Dr. David Hay
We know how a lot of things go: the child who insists she doesn’t need a sweatshirt ends up invariably shivering and whimpering three hours later; you will hit every red light on Route 512 unless you need to reach for something in the back seat and then it’s as green as Saint Patrick’s Day; and most hospitals and doctor’s offices come standard with a long wait time, three to six outdated People magazines, and approximately one New York minute once you actually make it to the exam room.
Stories of the “old country doctor” who – with a vintage Gladstone bag in tow – stops by your house mid-morning to check on your health and knows the names of your children seem like stuff of legend, don’t they?
Actually, such a mythical creature exists. His name is Dr. David Hay, Jr., a podiatrist who spends three days a week making house calls. He sees 6,000 patients a year, though, so does the fairy tale end in the waiting room? “We do have a waiting room, but we hardly ever use it,” Dr. Hay says. “People are surprised when they check in and then we’re like, ‘Okay, I’ll take you right back.’”
This year, he’s celebrating the 60th anniversary of his practice, located at 680 Harrison Street in his hometown of Emmaus. He joined the practice 30 years ago, initially started by his father who served in World War II and went to medical school on the GI Bill. After graduating from the Pennsylvania College of Podiatric Medicine (now the Temple University School of Podiatric Medicine) and completing his residency, Dr. Hay returned to his old stomping grounds and worked side by side with his father at their practice for nine years.
After his father passed away, Dr. Hay opted to stay in private practice, and he kept the business thriving. One thing that he’s able to do that might be beyond his control in a hospital setting is keep his staff genuinely happy. “We’ve never had to fire anybody, and in 60 years, we’ve only had maybe six employees,” he says. “There has hardly been any turnover – two nurses who were with us for 40 years and an office manager who decided she wanted to go to nursing school.”
It’s not just the specialty he loves, however. It’s also the opportunity to practice medicine in his beloved Emmaus.

# [Work task 1]
From the profile of Dr. David Hay, return the passage starting with "Stories of the" and going on through "legend, don’t they?".
# [Work task 2]
According to the profile of Dr. David Hay, why did the practice's office manager leave?
The rows are unrelated to the profile of Dr. David Hay.

# [Exercise data]
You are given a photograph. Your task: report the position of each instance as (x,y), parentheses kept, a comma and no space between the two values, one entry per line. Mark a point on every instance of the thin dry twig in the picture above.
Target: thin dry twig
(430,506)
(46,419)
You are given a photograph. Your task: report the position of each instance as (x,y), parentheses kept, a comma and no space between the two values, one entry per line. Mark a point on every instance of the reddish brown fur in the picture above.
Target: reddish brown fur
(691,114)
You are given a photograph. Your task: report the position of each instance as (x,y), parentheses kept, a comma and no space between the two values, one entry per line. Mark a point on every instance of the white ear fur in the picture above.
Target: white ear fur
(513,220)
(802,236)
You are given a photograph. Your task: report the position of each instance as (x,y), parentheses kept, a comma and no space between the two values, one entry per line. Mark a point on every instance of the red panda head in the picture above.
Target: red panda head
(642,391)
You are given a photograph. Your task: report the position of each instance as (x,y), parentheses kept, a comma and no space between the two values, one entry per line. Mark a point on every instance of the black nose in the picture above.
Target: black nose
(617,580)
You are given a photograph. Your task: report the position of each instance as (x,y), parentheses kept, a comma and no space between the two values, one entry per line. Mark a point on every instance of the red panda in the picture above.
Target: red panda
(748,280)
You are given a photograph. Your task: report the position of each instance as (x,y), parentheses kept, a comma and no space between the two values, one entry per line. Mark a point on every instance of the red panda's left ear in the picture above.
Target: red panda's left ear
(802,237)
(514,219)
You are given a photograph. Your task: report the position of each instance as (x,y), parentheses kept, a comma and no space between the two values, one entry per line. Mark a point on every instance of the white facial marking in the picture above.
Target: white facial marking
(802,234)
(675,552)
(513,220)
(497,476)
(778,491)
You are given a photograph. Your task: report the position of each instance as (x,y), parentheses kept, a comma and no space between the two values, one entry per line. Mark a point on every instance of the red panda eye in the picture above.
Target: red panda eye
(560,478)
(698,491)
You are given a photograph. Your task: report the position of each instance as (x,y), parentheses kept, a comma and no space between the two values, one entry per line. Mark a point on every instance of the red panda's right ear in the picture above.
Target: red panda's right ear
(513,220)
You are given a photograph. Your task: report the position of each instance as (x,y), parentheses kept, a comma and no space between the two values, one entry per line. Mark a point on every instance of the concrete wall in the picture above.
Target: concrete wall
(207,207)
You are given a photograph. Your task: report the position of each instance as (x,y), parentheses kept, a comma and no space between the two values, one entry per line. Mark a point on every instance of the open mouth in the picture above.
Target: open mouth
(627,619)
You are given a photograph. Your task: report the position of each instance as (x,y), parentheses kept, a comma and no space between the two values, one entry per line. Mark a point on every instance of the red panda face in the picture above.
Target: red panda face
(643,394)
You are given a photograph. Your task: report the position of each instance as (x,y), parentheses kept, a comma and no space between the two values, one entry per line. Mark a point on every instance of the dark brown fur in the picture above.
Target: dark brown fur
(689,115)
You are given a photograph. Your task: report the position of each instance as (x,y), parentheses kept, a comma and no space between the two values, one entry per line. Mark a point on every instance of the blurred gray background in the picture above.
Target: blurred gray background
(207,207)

* * *

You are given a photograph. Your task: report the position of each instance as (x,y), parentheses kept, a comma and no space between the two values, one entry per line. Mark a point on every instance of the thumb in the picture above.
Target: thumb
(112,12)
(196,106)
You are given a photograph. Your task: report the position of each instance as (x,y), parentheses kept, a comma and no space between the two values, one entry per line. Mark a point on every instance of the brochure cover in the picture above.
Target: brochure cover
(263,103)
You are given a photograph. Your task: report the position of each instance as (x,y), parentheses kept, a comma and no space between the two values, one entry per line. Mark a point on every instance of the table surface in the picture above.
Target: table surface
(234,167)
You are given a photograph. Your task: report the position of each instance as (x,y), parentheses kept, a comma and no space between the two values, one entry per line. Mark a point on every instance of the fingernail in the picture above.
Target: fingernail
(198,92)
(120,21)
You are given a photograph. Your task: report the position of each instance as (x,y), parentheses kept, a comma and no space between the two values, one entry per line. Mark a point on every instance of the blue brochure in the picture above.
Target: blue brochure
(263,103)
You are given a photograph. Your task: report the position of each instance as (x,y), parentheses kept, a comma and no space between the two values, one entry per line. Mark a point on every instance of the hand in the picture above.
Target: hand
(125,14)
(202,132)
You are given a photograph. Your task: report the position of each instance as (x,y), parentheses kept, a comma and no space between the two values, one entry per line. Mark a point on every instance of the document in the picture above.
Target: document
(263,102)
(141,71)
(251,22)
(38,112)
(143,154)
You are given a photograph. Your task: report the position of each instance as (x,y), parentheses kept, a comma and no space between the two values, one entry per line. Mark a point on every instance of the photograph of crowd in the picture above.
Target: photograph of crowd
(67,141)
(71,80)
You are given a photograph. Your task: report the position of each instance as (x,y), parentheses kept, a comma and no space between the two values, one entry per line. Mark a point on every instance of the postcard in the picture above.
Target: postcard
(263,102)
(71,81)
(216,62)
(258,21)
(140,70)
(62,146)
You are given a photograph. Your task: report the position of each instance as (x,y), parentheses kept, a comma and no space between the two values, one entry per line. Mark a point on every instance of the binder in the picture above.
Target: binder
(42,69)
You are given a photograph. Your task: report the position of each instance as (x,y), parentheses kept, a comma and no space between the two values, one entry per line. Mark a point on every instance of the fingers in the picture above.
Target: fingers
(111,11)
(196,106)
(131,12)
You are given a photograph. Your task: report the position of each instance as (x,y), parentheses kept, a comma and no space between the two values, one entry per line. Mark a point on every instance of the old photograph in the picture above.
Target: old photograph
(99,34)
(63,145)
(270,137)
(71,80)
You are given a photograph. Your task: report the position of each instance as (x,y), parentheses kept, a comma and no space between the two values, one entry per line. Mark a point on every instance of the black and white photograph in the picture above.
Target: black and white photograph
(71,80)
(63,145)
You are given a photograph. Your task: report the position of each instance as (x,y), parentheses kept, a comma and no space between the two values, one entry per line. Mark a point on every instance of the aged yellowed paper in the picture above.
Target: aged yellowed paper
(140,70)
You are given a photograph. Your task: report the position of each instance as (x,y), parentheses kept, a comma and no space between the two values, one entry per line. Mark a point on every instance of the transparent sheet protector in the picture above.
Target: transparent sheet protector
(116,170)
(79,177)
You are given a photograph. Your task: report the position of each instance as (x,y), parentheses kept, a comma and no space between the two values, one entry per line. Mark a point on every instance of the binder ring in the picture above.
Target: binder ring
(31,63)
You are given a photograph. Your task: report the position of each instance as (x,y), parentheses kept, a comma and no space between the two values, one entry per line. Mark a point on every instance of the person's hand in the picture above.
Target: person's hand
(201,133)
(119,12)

# [Written reply 1]
Stories of the “old country doctor” who – with a vintage Gladstone bag in tow – stops by your house mid-morning to check on your health and knows the names of your children seem like stuff of legend, don’t they?

# [Written reply 2]
She left because she decided she wanted to go to nursing school.